▶ _Work required_
Render the lines from the one containing "Category: the beige wall" through the end of the items below as a Markdown table with the columns Row and Line, omitting any blank lines.

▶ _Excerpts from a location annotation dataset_

— start —

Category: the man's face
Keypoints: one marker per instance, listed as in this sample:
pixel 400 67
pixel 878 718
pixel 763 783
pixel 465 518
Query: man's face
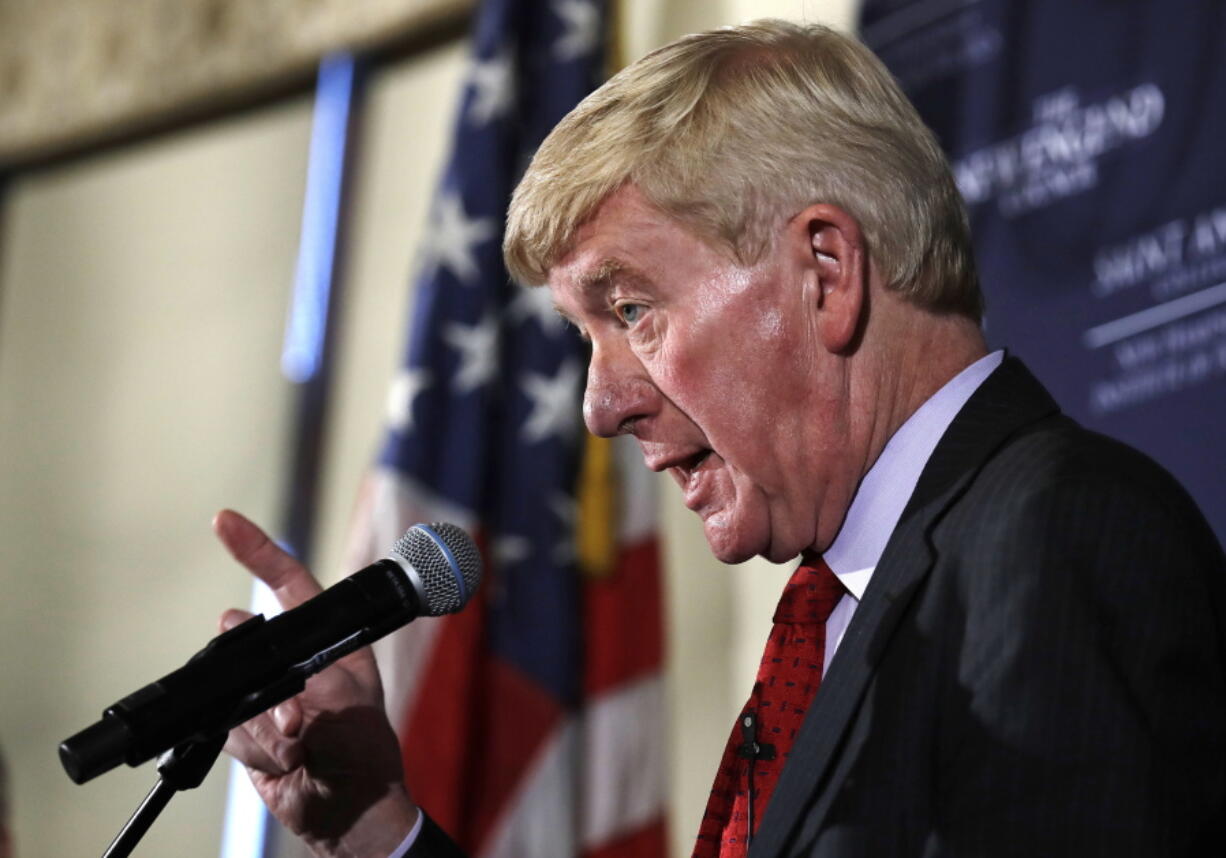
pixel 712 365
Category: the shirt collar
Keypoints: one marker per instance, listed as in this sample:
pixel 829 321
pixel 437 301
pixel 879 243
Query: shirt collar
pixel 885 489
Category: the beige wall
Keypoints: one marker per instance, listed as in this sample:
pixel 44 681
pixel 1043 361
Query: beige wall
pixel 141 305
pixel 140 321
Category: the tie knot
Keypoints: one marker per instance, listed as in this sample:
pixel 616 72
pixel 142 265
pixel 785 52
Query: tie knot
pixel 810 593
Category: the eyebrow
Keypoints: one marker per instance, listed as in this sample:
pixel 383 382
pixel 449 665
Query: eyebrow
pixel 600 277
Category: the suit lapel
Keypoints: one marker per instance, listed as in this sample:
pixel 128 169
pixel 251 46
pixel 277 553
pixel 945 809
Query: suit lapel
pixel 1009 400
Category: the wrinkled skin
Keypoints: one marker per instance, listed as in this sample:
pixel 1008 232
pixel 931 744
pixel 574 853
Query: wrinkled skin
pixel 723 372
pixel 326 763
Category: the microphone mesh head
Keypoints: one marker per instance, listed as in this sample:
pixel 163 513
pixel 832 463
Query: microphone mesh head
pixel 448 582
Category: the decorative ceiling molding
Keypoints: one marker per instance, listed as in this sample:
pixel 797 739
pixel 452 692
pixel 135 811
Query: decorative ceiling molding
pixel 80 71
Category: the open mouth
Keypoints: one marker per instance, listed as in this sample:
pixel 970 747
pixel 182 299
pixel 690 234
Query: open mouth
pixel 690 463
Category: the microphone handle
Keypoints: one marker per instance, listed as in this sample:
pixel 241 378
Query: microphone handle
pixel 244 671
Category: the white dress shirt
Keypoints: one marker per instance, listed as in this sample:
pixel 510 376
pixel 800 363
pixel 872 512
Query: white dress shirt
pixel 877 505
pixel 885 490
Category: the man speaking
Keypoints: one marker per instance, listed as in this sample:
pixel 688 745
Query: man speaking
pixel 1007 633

— end —

▶ _Output below_
| Row | Line |
|---|---|
| 1 | Category: the beige wall |
| 2 | Keypoints: one marker per instance, listed as in this sample: |
| 3 | pixel 44 681 |
| 4 | pixel 1043 361 |
| 5 | Query: beige wall |
| 6 | pixel 141 305 |
| 7 | pixel 140 321 |
| 8 | Category: the tie knot |
| 9 | Keypoints: one marker per instance, listed as in this sample: |
| 10 | pixel 616 72 |
| 11 | pixel 142 265 |
| 12 | pixel 785 52 |
| 13 | Query: tie knot |
| 14 | pixel 810 593 |
| 15 | Category: the eyebrow |
| 16 | Keypoints: one marker per instance, listed as in this sample: |
| 17 | pixel 383 382 |
| 18 | pixel 449 665 |
| 19 | Query: eyebrow |
| 20 | pixel 600 277 |
| 21 | Category: the suit lapel |
| 22 | Keypoints: one marker per instance, listed as in this sample: |
| 23 | pixel 128 169 |
| 24 | pixel 251 46 |
| 25 | pixel 277 553 |
| 26 | pixel 945 809 |
| 27 | Query: suit lapel |
| 28 | pixel 1009 400 |
| 29 | Category: the wrinkled skin |
| 30 | Keypoints: one marker per instance, listed as in this sample: |
| 31 | pixel 1008 232 |
| 32 | pixel 931 744 |
| 33 | pixel 574 853 |
| 34 | Query: wrinkled skin |
| 35 | pixel 723 372 |
| 36 | pixel 326 763 |
| 37 | Category: the microphone mesh head |
| 38 | Keypoints: one marker per instance, listed as in this sample: |
| 39 | pixel 163 513 |
| 40 | pixel 832 463 |
| 41 | Query: microphone mesh head |
| 42 | pixel 448 582 |
| 43 | Category: the decorative ceiling molding |
| 44 | Keypoints: one marker per instance, listed as in this sample: |
| 45 | pixel 797 739 |
| 46 | pixel 452 692 |
| 47 | pixel 135 811 |
| 48 | Query: decorative ceiling molding |
| 49 | pixel 80 71 |
| 50 | Category: the open mouth |
| 51 | Keypoints: one marker per instance, listed as in this sample: |
| 52 | pixel 970 747 |
| 53 | pixel 182 299 |
| 54 | pixel 690 234 |
| 55 | Query: open mouth |
| 56 | pixel 690 463 |
| 57 | Category: the microphone handle |
| 58 | Keypoints: one marker per instance, listed as in this sample: |
| 59 | pixel 241 378 |
| 60 | Query: microphone handle |
| 61 | pixel 244 671 |
| 62 | Category: the white dress shirt |
| 63 | Keypoints: one marker per instance, listed as in this sample: |
| 64 | pixel 510 376 |
| 65 | pixel 800 363 |
| 66 | pixel 872 512 |
| 67 | Query: white dress shirt |
| 68 | pixel 877 505 |
| 69 | pixel 885 490 |
| 70 | Category: the man speaking |
| 71 | Keypoints: one marker per instance, listed as in this sample: |
| 72 | pixel 688 745 |
| 73 | Query: man speaking |
| 74 | pixel 1007 633 |